EXERCISE REQUIREMENTS: Render the stretch from the line containing "form: x=61 y=448." through the end of the material as a Markdown table with the columns Row and Line, one numbered row per line and no rows for blank lines.

Dataset rows showing where objects appear:
____________________
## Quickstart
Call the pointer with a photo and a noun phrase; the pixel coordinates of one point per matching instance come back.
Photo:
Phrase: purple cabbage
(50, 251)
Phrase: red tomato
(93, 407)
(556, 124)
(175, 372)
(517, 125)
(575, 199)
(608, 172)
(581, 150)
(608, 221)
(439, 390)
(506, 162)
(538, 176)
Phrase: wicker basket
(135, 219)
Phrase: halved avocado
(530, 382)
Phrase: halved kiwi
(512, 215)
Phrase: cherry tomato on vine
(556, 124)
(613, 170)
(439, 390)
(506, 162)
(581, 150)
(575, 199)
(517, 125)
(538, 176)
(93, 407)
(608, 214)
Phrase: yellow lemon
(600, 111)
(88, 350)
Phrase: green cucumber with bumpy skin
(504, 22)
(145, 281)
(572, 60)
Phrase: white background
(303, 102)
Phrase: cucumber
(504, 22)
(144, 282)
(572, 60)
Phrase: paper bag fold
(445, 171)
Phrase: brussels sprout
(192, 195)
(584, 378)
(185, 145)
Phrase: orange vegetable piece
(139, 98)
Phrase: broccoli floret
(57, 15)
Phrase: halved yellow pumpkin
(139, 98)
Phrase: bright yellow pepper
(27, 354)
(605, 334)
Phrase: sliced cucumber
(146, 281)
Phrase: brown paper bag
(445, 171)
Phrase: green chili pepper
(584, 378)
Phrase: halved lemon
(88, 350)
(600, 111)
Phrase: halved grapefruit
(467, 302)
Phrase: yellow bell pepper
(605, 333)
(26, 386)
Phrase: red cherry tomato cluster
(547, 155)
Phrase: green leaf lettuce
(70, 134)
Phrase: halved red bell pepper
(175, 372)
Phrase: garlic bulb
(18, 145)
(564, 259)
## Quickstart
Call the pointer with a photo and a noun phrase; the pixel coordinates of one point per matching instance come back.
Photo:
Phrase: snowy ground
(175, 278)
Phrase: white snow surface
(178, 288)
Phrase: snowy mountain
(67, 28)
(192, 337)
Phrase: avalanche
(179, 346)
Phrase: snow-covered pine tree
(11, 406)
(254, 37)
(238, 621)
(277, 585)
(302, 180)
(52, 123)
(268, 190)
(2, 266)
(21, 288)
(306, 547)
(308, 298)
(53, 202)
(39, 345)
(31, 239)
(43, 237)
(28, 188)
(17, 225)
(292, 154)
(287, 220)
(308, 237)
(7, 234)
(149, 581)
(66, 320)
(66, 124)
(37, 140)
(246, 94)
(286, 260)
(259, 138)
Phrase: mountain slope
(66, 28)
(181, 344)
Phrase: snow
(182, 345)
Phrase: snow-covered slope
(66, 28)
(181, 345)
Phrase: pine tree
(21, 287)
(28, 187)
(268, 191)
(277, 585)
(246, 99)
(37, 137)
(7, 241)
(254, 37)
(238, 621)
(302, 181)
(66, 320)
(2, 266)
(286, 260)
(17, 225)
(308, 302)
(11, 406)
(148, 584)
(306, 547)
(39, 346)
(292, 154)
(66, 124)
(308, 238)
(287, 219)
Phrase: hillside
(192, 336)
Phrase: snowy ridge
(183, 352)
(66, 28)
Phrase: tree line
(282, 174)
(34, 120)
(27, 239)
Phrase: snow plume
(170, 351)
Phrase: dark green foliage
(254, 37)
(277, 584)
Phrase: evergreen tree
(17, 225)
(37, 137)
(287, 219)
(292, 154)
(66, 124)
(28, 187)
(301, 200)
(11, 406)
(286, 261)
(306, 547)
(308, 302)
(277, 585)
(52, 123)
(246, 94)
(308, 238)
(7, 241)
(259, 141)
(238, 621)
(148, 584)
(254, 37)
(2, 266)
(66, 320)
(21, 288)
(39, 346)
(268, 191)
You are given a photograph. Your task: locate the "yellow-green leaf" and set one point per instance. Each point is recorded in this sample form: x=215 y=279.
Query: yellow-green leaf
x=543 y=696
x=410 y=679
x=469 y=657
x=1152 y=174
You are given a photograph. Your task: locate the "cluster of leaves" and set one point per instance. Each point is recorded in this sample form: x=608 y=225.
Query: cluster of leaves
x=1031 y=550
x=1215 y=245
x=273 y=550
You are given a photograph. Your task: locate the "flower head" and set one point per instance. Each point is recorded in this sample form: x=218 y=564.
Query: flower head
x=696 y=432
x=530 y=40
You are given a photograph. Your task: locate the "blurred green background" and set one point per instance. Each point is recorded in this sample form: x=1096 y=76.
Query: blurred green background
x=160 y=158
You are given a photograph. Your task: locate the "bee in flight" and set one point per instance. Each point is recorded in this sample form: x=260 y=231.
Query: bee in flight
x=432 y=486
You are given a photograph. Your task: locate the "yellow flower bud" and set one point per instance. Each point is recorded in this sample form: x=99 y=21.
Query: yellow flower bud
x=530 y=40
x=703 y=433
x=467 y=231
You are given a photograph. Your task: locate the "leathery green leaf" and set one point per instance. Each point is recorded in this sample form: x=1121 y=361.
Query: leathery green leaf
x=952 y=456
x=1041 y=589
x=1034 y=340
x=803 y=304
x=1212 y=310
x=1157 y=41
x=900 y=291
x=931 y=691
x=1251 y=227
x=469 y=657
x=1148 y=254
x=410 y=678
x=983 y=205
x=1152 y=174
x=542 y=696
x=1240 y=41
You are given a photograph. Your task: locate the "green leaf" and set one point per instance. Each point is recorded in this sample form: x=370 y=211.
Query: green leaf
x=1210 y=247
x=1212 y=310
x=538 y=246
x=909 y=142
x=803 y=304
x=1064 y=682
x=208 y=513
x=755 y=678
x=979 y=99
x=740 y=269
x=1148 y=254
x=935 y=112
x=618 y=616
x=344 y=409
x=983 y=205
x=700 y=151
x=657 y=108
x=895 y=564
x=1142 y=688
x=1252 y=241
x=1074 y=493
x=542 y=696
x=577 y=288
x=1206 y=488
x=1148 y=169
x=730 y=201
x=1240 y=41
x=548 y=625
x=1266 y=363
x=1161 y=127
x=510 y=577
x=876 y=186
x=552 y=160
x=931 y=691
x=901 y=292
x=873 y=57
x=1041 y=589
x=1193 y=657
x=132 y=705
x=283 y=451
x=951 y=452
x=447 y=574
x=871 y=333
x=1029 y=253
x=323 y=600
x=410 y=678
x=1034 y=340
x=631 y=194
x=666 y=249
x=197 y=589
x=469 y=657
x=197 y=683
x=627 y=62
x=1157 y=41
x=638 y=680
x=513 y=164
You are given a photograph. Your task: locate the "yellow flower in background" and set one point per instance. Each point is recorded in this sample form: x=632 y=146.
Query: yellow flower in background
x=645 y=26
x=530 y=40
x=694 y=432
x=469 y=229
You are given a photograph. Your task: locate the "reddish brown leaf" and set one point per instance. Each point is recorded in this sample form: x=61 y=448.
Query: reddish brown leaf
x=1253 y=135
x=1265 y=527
____________________
RESULT:
| Row | Line |
|---|---|
| 1 | You are given a photograph. Your task: locate the "reddish brown leaf" and set one point per instance. Each point is recorded in this sample form: x=61 y=448. |
| 2 | Query: reddish brown leaf |
| 3 | x=1253 y=135 |
| 4 | x=1265 y=527 |